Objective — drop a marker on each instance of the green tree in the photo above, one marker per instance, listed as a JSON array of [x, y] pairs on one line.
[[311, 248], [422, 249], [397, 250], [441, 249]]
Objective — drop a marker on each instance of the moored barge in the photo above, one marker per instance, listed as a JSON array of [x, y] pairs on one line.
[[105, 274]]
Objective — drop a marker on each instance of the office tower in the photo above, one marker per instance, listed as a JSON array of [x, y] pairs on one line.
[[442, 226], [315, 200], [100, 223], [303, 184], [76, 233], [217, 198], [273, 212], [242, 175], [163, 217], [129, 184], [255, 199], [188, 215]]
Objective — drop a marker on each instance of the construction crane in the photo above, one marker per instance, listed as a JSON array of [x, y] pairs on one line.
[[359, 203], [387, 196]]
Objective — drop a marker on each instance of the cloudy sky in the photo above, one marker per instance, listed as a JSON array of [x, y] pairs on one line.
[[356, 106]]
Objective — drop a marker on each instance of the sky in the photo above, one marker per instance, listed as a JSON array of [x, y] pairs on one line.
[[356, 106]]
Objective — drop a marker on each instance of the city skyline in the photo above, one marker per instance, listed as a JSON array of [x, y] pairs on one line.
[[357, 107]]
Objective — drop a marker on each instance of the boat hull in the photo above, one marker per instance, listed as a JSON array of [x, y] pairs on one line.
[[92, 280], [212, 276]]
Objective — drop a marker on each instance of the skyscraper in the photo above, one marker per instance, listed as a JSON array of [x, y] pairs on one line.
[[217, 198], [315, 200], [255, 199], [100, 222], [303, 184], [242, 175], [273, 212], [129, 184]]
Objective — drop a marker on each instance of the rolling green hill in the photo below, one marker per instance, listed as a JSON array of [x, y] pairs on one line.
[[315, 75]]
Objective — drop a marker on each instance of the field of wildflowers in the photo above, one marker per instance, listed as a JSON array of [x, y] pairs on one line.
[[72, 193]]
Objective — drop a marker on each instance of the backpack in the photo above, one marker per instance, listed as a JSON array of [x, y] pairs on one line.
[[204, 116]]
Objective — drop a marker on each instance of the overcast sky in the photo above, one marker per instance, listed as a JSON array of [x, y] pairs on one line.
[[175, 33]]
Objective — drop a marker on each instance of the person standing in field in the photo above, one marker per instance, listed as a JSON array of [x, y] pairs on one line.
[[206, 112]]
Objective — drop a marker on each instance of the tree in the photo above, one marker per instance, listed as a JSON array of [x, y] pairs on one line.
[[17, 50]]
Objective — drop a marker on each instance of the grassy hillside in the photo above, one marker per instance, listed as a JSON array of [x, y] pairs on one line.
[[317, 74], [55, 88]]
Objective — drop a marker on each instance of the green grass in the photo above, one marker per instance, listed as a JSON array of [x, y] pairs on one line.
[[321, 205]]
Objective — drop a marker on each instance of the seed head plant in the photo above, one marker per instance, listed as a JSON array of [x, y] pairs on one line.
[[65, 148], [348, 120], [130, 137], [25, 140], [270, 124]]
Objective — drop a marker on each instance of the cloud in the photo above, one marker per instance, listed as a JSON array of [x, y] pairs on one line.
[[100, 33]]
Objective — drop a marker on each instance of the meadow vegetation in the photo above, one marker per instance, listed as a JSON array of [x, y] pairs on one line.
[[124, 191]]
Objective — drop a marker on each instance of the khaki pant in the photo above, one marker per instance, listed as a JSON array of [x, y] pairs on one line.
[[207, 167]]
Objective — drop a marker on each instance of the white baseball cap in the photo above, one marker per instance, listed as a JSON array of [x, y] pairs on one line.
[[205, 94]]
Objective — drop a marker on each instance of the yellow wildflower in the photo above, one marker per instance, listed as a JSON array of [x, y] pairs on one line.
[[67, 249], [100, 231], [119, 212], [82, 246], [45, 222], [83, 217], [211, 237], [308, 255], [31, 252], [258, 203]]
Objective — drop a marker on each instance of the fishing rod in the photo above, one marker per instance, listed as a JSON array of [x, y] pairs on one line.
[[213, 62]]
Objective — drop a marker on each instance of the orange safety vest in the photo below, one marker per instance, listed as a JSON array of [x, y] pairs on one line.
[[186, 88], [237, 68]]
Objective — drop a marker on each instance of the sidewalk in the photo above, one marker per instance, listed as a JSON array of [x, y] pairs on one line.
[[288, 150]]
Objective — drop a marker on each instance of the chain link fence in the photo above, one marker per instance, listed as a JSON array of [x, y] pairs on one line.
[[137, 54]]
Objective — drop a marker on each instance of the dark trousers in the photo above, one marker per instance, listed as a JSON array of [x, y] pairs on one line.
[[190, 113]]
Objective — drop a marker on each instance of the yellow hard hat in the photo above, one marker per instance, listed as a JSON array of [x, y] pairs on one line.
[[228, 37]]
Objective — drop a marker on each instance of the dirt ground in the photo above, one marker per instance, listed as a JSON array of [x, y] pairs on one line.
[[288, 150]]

=======

- [WHAT YOU HAVE TO DO] Each line from the one containing "Objective — drop a marker on each instance of the fishing" down to the last line of the material above is to be transcribed exactly, with nothing else included.

- [RESPONSE]
Objective — drop a marker on each instance of the fishing rod in the photo above, one marker per instance, listed as a JSON array of [x, y] pairs on one line.
[[213, 62]]
Objective — drop a marker on each instance of the orange safety vest in the photo below, one marker per instance, listed as a JSON array of [x, y] pairs on one line.
[[186, 88], [237, 68]]
Objective — drop a marker on each instance of the sidewalk in the photo above, one marker per instance, listed as a JSON array of [x, y] pairs on one line.
[[288, 150]]
Objective — drop a marker on each instance of the chain link fence in the photo above, one marker per instance, listed as a JSON array of [x, y] pairs on one line.
[[137, 54]]
Objective — drop a marker on each instance of the dark trousers in the photo above, one marker per instance, listed as a JSON array of [x, y] pairs on one line.
[[190, 113]]
Objective — drop a marker on each instance of the yellow hard hat in the photo above, one marker per instance, listed as a JSON array of [x, y] pairs on one line.
[[228, 37]]
Objective — drop a marker on each instance of the dirt ground in the photo above, one marker per instance, listed as a JSON array of [x, y] pairs on one line.
[[288, 150]]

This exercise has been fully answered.